Exercise instructions :: Please rewrite every line of the material below as a numbered list, skipping blank lines and leaving out the pictures.

[Collection entries]
---

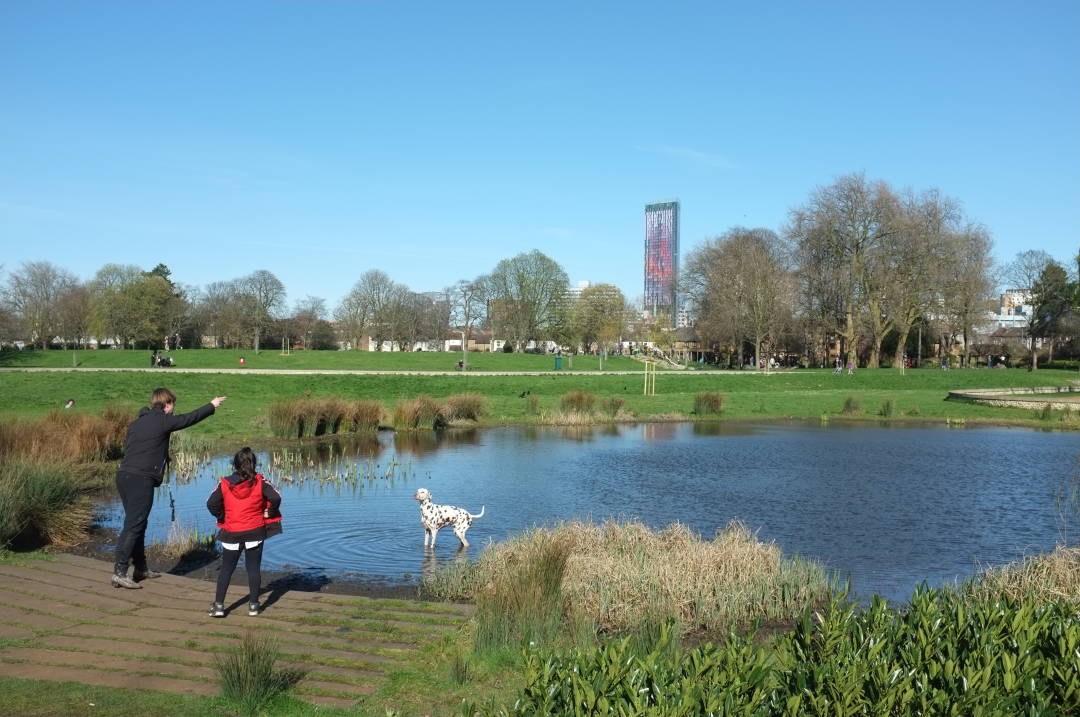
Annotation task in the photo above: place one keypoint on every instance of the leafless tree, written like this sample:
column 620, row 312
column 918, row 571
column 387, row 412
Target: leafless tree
column 34, row 293
column 526, row 292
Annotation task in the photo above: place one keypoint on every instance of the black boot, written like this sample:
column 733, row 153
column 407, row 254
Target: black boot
column 120, row 579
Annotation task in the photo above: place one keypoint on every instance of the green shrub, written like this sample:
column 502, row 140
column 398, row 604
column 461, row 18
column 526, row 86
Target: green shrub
column 942, row 654
column 707, row 403
column 612, row 405
column 579, row 402
column 467, row 406
column 248, row 676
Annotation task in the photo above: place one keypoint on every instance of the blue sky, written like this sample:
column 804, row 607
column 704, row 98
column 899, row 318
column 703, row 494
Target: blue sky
column 430, row 139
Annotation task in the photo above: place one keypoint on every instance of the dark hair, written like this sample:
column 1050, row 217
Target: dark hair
column 244, row 462
column 162, row 396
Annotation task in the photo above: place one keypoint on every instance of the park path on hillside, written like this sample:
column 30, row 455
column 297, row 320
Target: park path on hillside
column 62, row 621
column 337, row 371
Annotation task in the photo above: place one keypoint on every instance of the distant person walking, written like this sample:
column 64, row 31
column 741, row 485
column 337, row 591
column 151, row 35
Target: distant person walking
column 143, row 469
column 247, row 512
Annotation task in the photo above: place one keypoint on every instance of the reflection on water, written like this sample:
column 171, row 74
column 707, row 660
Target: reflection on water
column 885, row 505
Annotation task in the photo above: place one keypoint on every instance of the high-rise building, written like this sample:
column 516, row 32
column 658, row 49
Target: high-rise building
column 661, row 258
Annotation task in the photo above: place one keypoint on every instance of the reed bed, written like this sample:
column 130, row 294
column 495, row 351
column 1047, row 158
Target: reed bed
column 621, row 576
column 42, row 502
column 578, row 402
column 1048, row 577
column 66, row 436
column 707, row 403
column 421, row 411
column 466, row 406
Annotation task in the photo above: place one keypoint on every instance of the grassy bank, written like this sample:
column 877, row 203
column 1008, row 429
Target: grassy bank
column 881, row 394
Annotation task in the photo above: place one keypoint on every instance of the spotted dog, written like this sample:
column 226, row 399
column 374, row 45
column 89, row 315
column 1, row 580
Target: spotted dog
column 434, row 517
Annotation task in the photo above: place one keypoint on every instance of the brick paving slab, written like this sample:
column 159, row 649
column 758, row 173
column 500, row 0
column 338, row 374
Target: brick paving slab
column 131, row 638
column 134, row 665
column 34, row 620
column 103, row 678
column 14, row 632
column 69, row 641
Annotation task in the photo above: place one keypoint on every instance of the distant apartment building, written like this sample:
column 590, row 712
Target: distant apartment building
column 661, row 258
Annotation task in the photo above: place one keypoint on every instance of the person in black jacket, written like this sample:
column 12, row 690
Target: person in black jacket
column 143, row 469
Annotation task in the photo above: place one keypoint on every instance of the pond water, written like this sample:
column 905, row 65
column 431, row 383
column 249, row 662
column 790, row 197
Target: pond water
column 885, row 506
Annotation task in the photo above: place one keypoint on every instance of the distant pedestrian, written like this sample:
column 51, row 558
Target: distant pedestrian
column 247, row 512
column 142, row 470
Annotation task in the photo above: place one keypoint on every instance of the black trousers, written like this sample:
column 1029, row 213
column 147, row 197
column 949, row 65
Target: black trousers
column 136, row 494
column 253, row 564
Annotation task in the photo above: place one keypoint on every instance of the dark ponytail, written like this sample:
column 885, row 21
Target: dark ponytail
column 244, row 462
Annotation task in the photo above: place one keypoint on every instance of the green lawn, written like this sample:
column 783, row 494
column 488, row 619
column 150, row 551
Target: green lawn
column 919, row 394
column 312, row 360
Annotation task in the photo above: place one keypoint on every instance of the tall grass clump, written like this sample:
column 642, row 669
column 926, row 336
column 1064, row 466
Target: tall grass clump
column 421, row 411
column 611, row 405
column 1049, row 577
column 621, row 576
column 707, row 403
column 466, row 406
column 248, row 676
column 364, row 415
column 578, row 402
column 42, row 503
column 526, row 603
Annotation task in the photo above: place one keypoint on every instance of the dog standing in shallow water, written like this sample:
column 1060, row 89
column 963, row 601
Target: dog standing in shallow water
column 434, row 517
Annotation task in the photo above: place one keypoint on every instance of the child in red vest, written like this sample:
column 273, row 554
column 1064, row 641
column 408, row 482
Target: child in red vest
column 246, row 509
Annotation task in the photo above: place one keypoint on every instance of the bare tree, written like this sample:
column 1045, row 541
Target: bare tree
column 525, row 294
column 1024, row 272
column 841, row 226
column 34, row 293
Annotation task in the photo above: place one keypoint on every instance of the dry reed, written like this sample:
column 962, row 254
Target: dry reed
column 1049, row 577
column 620, row 576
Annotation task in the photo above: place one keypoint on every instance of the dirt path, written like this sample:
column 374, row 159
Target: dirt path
column 62, row 621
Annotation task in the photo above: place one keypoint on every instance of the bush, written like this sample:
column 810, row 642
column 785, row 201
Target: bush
column 419, row 411
column 707, row 403
column 41, row 503
column 612, row 405
column 248, row 676
column 468, row 406
column 580, row 402
column 943, row 654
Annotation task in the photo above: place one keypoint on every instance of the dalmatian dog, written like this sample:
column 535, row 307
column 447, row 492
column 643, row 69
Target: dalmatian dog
column 434, row 517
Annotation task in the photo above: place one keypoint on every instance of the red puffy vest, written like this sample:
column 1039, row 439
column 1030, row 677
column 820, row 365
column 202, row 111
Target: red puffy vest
column 244, row 505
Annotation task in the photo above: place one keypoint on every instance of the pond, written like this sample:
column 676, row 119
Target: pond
column 885, row 506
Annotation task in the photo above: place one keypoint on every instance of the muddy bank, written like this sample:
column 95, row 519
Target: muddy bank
column 100, row 543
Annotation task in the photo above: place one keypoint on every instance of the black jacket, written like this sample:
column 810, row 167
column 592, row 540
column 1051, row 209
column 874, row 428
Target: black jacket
column 216, row 505
column 146, row 447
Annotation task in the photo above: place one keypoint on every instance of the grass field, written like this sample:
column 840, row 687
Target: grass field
column 413, row 361
column 811, row 393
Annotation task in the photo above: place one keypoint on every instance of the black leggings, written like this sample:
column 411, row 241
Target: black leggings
column 252, row 563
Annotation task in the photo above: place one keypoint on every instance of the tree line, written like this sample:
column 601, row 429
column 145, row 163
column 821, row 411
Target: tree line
column 860, row 270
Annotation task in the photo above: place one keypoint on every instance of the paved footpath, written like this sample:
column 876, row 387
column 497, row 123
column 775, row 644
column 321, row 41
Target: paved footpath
column 61, row 620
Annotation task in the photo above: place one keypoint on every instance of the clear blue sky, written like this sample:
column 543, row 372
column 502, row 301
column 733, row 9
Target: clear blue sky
column 321, row 139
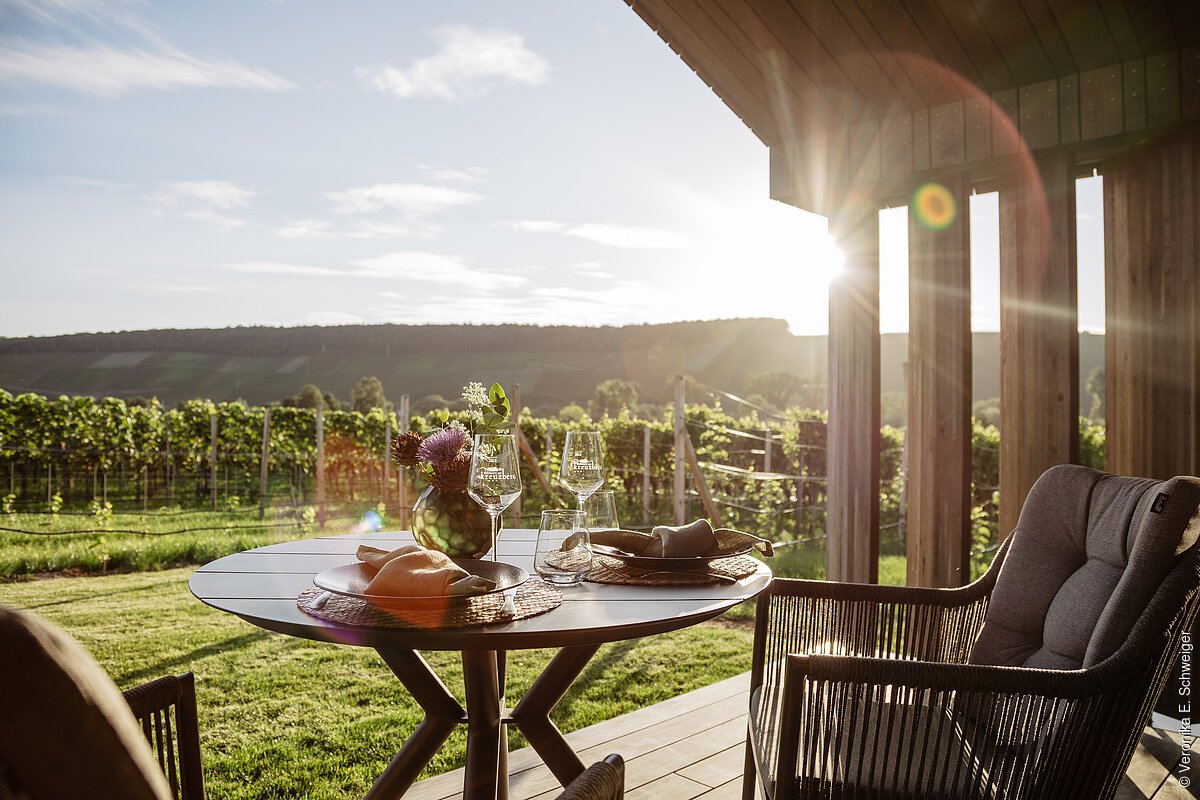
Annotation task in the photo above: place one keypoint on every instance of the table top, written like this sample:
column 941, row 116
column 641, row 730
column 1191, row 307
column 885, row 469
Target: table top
column 261, row 585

---

Solution for this exercise ::
1. Annotation task in the photo above: place one keypoint on every instance of the leafless tree, written like this sample:
2. column 620, row 312
3. column 918, row 571
4. column 387, row 412
5. Target: leafless tree
6. column 34, row 293
7. column 526, row 292
8. Annotation task in the photo above: place one keypoint on every instance of the black boot, written like this sample:
9. column 733, row 153
10. column 407, row 254
11. Target: black boot
12. column 120, row 579
13. Annotation task in the photo above: place one keypoint on every instance of the green shrub, written like this sample:
14. column 502, row 140
15. column 398, row 604
16. column 461, row 18
17. column 526, row 86
18. Target: green shrub
19. column 942, row 654
20. column 707, row 403
21. column 612, row 405
22. column 579, row 402
23. column 467, row 406
24. column 248, row 676
25. Annotation task in the photo above: place one keypoint on every instance of the blue sky, written like this sample:
26. column 804, row 607
27. column 704, row 98
28. column 899, row 318
29. column 703, row 494
30. Target: blue sky
31. column 430, row 139
32. Annotation task in the photo above: place one keypoint on every instance of the dark hair, written like this sample:
33. column 1050, row 217
34. Target: dark hair
35. column 244, row 462
36. column 162, row 396
37. Annotation task in the photo above: place one keypoint on every instance of the park path on hillside, written like this sample:
38. column 30, row 455
39. column 297, row 320
40. Target: park path on hillside
41. column 62, row 621
42. column 337, row 371
43. Annotation task in the photo above: place one keypoint on every instance of the distant person walking, written like this sample:
44. column 64, row 31
45. column 741, row 485
46. column 337, row 591
47. column 151, row 35
48. Target: distant person walking
49. column 143, row 469
50. column 247, row 512
51. Annotation task in the photo above: place one keypoint on every instance of the reflection on water, written like this sample:
52. column 171, row 74
53. column 707, row 660
54. Target: reflection on water
55. column 885, row 505
56. Annotation task in the photo above: place one keypoint on every instance of the high-rise building, written like this sample:
57. column 516, row 32
58. column 658, row 49
59. Target: high-rise building
60. column 661, row 258
61. Annotation task in the photo above: place one keypoint on every instance of the reed bed, written like this sample:
62. column 130, row 294
63. column 495, row 351
64. column 1047, row 158
65. Target: reed bed
66. column 621, row 576
67. column 42, row 502
68. column 578, row 402
69. column 1048, row 577
70. column 66, row 436
71. column 707, row 403
72. column 421, row 411
73. column 466, row 406
74. Annotation task in the photo above: place one keypoint on every instance of the grassy bank, written like this sample:
75. column 877, row 203
76. column 1008, row 429
77. Target: grassy bank
78. column 881, row 394
79. Annotation task in the photo above: place one keypoint on every instance of the spotted dog, written like this sample:
80. column 226, row 399
81. column 374, row 45
82. column 89, row 315
83. column 1, row 580
84. Target: spotted dog
85. column 434, row 517
86. Annotation task in the photo above: place one keypoint on every instance of the brick paving slab, written like this sample:
87. column 159, row 649
88. column 758, row 173
89. column 500, row 0
90. column 338, row 374
91. Target: brick paving slab
92. column 131, row 638
93. column 134, row 665
94. column 34, row 620
95. column 103, row 678
96. column 14, row 632
97. column 69, row 641
98. Annotation task in the photo above: place one keypoint on every instance of the distant apartment building, written like this sample:
99. column 590, row 712
100. Target: distant apartment building
101. column 661, row 258
102. Annotation task in the photo above: place one keypoint on every instance of the person in black jacket, written like this sample:
103. column 12, row 690
104. Target: person in black jacket
105. column 143, row 469
106. Annotation task in the photo above: place one keypoint on every instance of the pond water, written like this sample:
107. column 905, row 65
108. column 431, row 383
109. column 249, row 662
110. column 790, row 197
111. Target: pond water
112. column 885, row 506
113. Annotation task in the photo above: place one keypoint on every instance of the distant pedestrian, written like this sample:
114. column 51, row 558
115. Target: distant pedestrian
116. column 247, row 512
117. column 142, row 470
118. Annotation task in the photo above: place one keypoint on every instance of the black trousers, written like this sample:
119. column 1029, row 213
120. column 147, row 197
121. column 949, row 65
122. Target: black trousers
123. column 136, row 494
124. column 253, row 564
125. Annotation task in the photo above: place one keypoint on every instance of the dark ponytail, written like this sample:
126. column 885, row 21
127. Target: dark ponytail
128. column 244, row 462
129. Annotation task in the photo above: place one keypoint on every instance of the green lawn, written like this sample:
130. column 783, row 494
131. column 488, row 619
132. column 150, row 551
133. Target: green lawn
134. column 919, row 394
135. column 312, row 360
136. Annotation task in the photo above: place one keypoint on every instance of the tall grass clump, written like this sample:
137. column 642, row 669
138. column 926, row 336
139. column 1064, row 466
140. Target: tall grass clump
141. column 421, row 411
142. column 611, row 405
143. column 1049, row 577
144. column 621, row 576
145. column 707, row 403
146. column 466, row 406
147. column 248, row 676
148. column 364, row 415
149. column 578, row 402
150. column 42, row 503
151. column 526, row 603
152. Annotation task in the photo above: place one keypoint on every instance of the dog standing in shallow water, written like this sample:
153. column 1060, row 89
154. column 963, row 601
155. Target: dog standing in shallow water
156. column 434, row 517
157. Annotation task in the photo above: place one keypoint on every instance of the child in red vest, written like this sample:
158. column 273, row 554
159. column 1064, row 641
160. column 408, row 482
161. Target: child in red vest
162. column 246, row 509
163. Annotation task in the photo above: place one keypoint on every instance of the bare tree, written like this sample:
164. column 1045, row 541
165. Target: bare tree
166. column 525, row 294
167. column 1024, row 272
168. column 841, row 226
169. column 34, row 293
170. Annotation task in the photo above: place one keypoint on every instance of the dry reed, written like this sample:
171. column 962, row 254
172. Target: dry reed
173. column 1049, row 577
174. column 620, row 576
175. Annotation task in the photo above: place one keypoint on every instance of the dirt path, written like this sample:
176. column 374, row 159
177. Target: dirt path
178. column 62, row 621
179. Annotation task in the photo above: place one keypoint on every instance of the bush, written like this sample:
180. column 810, row 642
181. column 785, row 201
182. Target: bush
183. column 419, row 411
184. column 707, row 403
185. column 41, row 503
186. column 612, row 405
187. column 248, row 676
188. column 468, row 406
189. column 580, row 402
190. column 943, row 654
191. Annotation task in the photo above: place one keypoint on every instance of the dalmatian dog, written like this sample:
192. column 535, row 307
193. column 447, row 492
194. column 643, row 69
195. Target: dalmatian dog
196. column 434, row 517
197. Annotation task in the photo above: place one keypoint on every instance of the red puffy vest, written like this sample:
198. column 1039, row 439
199. column 1030, row 677
200. column 820, row 365
201. column 202, row 111
202. Target: red puffy vest
203. column 244, row 505
204. Annotation task in the photo above: place one keypoint on every instance of the pond, written like this sample:
205. column 676, row 119
206. Target: pond
207. column 885, row 506
208. Annotation task in the photo above: place one keypoint on every instance of the muddy bank, written like this sample:
209. column 95, row 519
210. Target: muddy bank
211. column 100, row 543
212. Annotation task in the photo above: place one keypoint on every instance of the black jacket, written like this sample:
213. column 810, row 167
214. column 592, row 540
215. column 1051, row 209
216. column 874, row 428
217. Target: black jacket
218. column 216, row 505
219. column 146, row 447
220. Annotation task in the photo above: place one keypoint on every instance of the grass field, written like this sample:
221. column 840, row 687
222. Target: grass field
223. column 413, row 361
224. column 811, row 393
225. Annotation task in the photo above: place one keypoint on every instance of the black leggings, written like this sample:
226. column 411, row 241
227. Target: black leggings
228. column 252, row 563
229. Annotation task in the photo above: place one keypoint on every instance of the tree line, written like this sample:
230. column 601, row 429
231. column 145, row 163
232. column 821, row 411
233. Target: tree line
234. column 860, row 270
235. Annotation task in the photo above: place one keypoint on every instance of the paved footpath, written like this sample:
236. column 876, row 387
237. column 497, row 123
238. column 775, row 644
239. column 321, row 41
240. Target: paved footpath
241. column 61, row 620
242. Annotation task in the photo above: place one keypoint on every instance of the clear blue sky, written like this sample:
243. column 543, row 372
244. column 502, row 301
245. column 733, row 9
246. Target: clear blue sky
247. column 321, row 139
248. Annotation task in the photo above: place one keypoint on every instance of the table top, written like this sample:
249. column 941, row 116
250. column 641, row 730
251. column 1191, row 307
252. column 885, row 469
253. Target: table top
254. column 261, row 585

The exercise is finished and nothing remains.